=== WRITTEN EXERCISE ===
Could you copy the entries below word for word, starting at the line containing "bottle above? Mark it with a dot." and continuing up to and including the last line of the entries?

=== INPUT MATERIAL ===
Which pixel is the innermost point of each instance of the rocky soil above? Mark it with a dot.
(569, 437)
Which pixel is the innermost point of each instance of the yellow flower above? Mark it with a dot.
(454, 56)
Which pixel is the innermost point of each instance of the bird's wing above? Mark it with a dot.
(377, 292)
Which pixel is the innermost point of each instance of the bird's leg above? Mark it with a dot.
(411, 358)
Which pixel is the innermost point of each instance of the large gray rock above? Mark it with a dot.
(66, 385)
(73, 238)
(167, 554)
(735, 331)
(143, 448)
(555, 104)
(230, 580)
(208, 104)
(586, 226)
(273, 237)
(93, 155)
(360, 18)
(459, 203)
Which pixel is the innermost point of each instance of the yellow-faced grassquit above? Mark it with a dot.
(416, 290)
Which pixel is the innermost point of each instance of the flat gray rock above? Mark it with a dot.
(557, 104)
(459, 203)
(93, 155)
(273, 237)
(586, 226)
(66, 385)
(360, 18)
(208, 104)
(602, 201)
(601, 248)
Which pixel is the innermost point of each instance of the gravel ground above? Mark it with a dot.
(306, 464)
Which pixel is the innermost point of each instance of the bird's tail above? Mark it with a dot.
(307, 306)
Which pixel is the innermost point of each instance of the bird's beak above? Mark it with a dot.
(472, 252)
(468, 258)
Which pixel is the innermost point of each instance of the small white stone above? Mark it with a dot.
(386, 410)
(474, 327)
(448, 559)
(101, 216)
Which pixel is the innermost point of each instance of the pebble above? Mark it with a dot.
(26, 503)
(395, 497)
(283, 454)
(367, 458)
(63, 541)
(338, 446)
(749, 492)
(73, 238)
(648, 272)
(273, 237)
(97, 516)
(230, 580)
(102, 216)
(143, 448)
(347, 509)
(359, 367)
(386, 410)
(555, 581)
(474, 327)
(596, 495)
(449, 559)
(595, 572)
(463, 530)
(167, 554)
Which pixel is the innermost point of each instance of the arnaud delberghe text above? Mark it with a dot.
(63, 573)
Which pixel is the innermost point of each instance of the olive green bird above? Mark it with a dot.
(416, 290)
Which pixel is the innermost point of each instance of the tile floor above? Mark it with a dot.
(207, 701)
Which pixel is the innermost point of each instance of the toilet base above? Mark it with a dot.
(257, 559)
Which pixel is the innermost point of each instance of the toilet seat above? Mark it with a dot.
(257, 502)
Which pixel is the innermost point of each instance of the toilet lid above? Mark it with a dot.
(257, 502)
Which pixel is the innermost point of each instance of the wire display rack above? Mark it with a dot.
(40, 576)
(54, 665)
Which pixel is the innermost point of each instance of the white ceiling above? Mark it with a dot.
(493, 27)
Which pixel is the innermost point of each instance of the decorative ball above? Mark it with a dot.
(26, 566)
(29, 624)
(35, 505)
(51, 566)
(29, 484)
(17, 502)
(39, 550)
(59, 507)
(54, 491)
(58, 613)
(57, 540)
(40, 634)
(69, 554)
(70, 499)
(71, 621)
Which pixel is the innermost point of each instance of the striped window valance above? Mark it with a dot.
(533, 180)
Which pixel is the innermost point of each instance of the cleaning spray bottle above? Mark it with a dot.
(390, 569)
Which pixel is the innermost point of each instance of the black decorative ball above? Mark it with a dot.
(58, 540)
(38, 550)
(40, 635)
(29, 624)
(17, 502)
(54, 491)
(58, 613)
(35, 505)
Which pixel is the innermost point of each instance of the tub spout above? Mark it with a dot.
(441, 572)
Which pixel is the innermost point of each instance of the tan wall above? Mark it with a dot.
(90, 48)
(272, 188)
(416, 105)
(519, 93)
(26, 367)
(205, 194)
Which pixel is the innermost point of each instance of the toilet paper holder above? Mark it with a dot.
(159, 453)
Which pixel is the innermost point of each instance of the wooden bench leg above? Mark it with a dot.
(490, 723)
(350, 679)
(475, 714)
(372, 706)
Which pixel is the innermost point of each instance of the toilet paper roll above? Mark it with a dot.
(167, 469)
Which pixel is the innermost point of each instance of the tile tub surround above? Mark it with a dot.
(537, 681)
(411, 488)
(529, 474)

=== COMPLETED EXERCISE ===
Which pixel is the innermost point of each instance of the cleaning spray bottle above? Mark it with a dot.
(390, 569)
Which pixel is the innermost point of each instance of the black decorative ball above? Mark it with a dot.
(58, 540)
(38, 550)
(40, 635)
(29, 624)
(17, 502)
(54, 491)
(58, 613)
(35, 505)
Which pixel is the innermost point of each instance of the tub spout above? Mark it with a dot.
(441, 572)
Which pixel is the innermost point of each instance of the tan wall above? Mark it with a dot.
(90, 48)
(272, 188)
(416, 105)
(519, 93)
(26, 367)
(205, 194)
Which pixel is the innermost point of each instance of the toilet paper holder above? Mark it with a dot.
(159, 453)
Which pixel is the innermost point of each instance of the wooden bench leg above? Mark it with a dot.
(490, 723)
(350, 679)
(475, 714)
(372, 706)
Which pixel is the innermost point of each instance of the toilet paper roll above? Mark it with a dot.
(167, 469)
Which pixel is the innermost point of each instance of the tile tub surround above? Mark it with a dot.
(537, 681)
(411, 488)
(529, 474)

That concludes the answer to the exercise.